Top of EXTRACT

The crucial but difficult step in designing such a trial is prespecifying a noninferiority margin: a threshold below which it can be established that the new drug is not worse than its comparator. This margin should be chosen such that the new drug can be considered to be effective relative to placebo (even when a placebo group is not included) and needs to account for the uncertainty in the effect size of the active control versus placebo. Previously, we found that only 106 of 232 noninferiority trials (46%) reported the method they used to determine the noninferiority margin, and these methods varied considerably.1 In 22% of the trials, the margin was determined based solely on the investigator’s own assumption (without providing a rationale for the choice); in 8.6% of the trials, the margin was stated as an acceptable clinical difference according to the literature.2 These observations are worrisome, as the choice of the noninferiority margin determines the conclusion of the trial and, thus, clinical decision-making.

Here, we explain one method for determining a noninferiority margin, as outlined in the draft US Food and Drug Administration (FDA) guideline on noninferiority trials.3 In addition, we present a case study on the noninferiority margins used in trials of novel anticoagulant drugs. The case study shows substantial variability in the noninferiority margins applied in the selected trials.

Determining a noninferiority margin

Most of the guidelines on noninferiority trials46 state that a margin should account for both clinical and statistical considerations. However, details on how such a margin should be determined are not clearly specified, with the exception of the recently drafted guideline on noninferiority trials issued by the FDA.3 The guideline was composed based on previous guidelines46 and methodological publications on noninferiority trials710 published since the 1980s. The guideline is only one example of determining a noninferiority margin, and it reflects regulatory interest; thus, its focus is on showing indirect efficacy of the test drug compared with placebo.

Bottom of EXTRACT
Top of INFORMATION GIVEN

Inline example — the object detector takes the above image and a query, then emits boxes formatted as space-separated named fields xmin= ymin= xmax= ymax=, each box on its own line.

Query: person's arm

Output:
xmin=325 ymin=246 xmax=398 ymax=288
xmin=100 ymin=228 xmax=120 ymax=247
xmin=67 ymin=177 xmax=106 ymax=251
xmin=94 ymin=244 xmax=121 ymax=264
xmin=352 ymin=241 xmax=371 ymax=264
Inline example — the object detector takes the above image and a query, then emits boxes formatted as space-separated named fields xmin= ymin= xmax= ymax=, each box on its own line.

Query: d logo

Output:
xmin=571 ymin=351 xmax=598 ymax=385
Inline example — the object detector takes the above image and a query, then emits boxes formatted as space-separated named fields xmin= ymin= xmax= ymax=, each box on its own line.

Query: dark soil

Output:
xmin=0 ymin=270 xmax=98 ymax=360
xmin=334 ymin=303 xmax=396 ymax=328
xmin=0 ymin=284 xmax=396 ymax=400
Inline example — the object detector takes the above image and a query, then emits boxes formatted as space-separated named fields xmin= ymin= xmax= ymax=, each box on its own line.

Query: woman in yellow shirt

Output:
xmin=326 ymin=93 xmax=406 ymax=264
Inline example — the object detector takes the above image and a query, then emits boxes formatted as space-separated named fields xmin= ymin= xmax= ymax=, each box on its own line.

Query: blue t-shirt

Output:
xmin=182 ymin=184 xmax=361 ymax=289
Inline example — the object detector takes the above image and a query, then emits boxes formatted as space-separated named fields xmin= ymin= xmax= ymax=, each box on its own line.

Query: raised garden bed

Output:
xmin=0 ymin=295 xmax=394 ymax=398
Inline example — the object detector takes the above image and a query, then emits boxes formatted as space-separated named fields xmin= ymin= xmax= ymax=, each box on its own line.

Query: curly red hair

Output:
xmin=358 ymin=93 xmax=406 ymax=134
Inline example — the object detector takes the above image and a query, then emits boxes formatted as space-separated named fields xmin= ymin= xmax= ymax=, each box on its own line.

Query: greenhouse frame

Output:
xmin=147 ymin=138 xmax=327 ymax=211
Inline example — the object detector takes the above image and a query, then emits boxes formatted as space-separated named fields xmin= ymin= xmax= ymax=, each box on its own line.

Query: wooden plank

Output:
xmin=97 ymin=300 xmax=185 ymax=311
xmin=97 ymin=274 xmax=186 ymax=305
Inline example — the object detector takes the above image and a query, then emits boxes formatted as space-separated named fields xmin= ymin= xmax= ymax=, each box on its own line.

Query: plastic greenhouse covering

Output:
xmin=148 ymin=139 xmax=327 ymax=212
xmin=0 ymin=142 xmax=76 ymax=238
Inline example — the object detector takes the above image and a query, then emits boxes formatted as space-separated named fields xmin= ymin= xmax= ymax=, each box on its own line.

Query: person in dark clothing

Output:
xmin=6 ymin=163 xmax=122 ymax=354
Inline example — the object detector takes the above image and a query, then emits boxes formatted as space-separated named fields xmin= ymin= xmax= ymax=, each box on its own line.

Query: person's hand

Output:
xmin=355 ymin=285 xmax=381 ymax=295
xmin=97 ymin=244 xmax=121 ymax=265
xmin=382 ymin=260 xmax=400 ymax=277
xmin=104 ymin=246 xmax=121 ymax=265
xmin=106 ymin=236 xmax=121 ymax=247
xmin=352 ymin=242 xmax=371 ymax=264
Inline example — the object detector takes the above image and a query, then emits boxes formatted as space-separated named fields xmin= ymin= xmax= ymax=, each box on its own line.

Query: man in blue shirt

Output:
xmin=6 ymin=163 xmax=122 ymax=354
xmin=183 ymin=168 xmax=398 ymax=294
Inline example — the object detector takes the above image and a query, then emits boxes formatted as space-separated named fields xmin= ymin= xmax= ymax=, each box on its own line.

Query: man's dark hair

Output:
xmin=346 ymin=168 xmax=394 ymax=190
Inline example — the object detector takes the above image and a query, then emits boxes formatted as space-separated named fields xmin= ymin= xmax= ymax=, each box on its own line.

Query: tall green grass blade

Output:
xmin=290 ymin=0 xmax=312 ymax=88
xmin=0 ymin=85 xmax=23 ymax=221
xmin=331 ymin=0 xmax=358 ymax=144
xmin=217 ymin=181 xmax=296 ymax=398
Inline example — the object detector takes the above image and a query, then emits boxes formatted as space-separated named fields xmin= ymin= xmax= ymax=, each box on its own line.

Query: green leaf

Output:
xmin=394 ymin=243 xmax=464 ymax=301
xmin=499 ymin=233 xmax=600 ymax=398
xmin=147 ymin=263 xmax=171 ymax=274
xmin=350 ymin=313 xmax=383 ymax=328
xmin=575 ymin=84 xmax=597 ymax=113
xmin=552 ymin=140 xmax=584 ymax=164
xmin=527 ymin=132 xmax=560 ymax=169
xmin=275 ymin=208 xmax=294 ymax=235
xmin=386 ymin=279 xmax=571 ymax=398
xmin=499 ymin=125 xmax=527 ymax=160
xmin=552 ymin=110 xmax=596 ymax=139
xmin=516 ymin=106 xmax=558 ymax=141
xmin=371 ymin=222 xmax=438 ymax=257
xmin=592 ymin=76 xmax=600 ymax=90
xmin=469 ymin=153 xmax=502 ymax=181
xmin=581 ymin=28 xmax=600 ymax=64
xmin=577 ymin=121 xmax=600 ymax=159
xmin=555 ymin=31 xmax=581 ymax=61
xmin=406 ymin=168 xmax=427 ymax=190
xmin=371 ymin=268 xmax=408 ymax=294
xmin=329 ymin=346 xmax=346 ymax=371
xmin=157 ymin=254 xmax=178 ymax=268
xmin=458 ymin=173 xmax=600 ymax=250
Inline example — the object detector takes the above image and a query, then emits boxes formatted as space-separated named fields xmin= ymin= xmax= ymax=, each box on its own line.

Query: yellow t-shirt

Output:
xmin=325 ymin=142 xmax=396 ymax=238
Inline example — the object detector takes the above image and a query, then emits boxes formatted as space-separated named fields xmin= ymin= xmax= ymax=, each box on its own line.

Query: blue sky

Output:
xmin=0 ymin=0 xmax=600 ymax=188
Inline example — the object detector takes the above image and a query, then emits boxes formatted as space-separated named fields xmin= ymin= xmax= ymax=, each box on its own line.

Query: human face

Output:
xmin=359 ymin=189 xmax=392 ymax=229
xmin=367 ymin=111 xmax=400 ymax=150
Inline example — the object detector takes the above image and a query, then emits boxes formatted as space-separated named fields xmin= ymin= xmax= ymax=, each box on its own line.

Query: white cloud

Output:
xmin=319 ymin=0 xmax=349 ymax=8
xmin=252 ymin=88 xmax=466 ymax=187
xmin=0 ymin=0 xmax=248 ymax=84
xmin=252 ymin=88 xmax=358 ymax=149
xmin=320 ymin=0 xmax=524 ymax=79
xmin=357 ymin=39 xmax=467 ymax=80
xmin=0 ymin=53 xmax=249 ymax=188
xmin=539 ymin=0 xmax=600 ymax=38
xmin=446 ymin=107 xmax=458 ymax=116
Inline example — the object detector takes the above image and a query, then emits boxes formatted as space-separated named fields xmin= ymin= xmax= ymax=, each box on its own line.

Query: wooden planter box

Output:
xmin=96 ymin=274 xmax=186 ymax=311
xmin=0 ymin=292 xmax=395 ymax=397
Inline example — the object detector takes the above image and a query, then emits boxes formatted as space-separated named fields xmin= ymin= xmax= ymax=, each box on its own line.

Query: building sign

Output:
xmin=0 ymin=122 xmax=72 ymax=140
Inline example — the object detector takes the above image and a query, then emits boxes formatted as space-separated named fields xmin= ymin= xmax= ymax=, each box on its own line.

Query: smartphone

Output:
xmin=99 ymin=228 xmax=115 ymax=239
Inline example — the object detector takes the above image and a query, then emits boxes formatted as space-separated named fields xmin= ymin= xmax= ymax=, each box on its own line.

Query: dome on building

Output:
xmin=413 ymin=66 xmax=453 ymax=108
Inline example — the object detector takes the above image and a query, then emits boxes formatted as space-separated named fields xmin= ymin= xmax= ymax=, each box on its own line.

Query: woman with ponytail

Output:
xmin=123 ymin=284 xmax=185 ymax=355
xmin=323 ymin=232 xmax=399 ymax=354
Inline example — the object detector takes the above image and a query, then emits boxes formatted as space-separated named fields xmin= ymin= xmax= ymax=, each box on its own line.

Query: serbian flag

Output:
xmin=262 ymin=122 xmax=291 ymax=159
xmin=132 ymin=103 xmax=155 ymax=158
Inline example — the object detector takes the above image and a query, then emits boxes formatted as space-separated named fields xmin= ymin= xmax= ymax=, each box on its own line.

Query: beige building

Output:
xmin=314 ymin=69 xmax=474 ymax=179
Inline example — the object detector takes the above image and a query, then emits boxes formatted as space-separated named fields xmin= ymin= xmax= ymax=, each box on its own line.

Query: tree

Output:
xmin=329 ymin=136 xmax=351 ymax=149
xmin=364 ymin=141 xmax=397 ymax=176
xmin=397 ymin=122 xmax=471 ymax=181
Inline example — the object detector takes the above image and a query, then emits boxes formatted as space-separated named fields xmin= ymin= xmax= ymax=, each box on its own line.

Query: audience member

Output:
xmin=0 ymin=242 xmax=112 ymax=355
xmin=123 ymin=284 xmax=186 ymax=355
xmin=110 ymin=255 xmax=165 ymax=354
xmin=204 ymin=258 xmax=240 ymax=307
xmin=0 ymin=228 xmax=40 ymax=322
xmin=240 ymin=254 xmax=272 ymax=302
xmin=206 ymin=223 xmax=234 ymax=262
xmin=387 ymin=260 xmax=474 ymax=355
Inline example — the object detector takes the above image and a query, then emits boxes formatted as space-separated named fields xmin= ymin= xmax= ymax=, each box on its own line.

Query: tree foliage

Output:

Bottom of INFORMATION GIVEN

APPLY WHAT YOU READ |
A – Answer these questions about the noninferiority margin text:
(i) How many of the 232 noninferiority trials reported the method used to determine the noninferiority margin?
(ii) Which agency's draft guideline outlines the method for determining a noninferiority margin?
(iii) Since when have the methodological publications on noninferiority trials been published?
B – Repeat, word for word, the part of the noninferiority margin text that opens with the words "Most of the" and closes with "compared with placebo.".

TASK RESPONSES |
A –
(i) 106 (46%)
(ii) The US Food and Drug Administration (FDA)
(iii) Since the 1980s

B –
Most of the guidelines on noninferiority trials46 state that a margin should account for both clinical and statistical considerations. However, details on how such a margin should be determined are not clearly specified, with the exception of the recently drafted guideline on noninferiority trials issued by the FDA.3 The guideline was composed based on previous guidelines46 and methodological publications on noninferiority trials710 published since the 1980s. The guideline is only one example of determining a noninferiority margin, and it reflects regulatory interest; thus, its focus is on showing indirect efficacy of the test drug compared with placebo.